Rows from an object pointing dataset
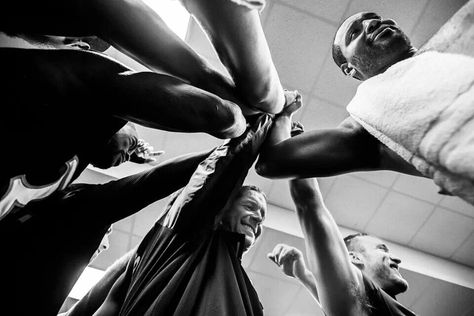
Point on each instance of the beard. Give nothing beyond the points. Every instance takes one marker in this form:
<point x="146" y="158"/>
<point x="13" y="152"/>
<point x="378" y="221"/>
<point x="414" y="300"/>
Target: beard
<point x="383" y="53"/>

## WORK TO DO
Can you copy out every record above line for line, omitting the pictures?

## WORKED SOLUTION
Point on each instance of the beard. Give nothing beyond the points. Every instance takes one marker in this form:
<point x="146" y="158"/>
<point x="13" y="152"/>
<point x="378" y="221"/>
<point x="414" y="300"/>
Target: beard
<point x="383" y="53"/>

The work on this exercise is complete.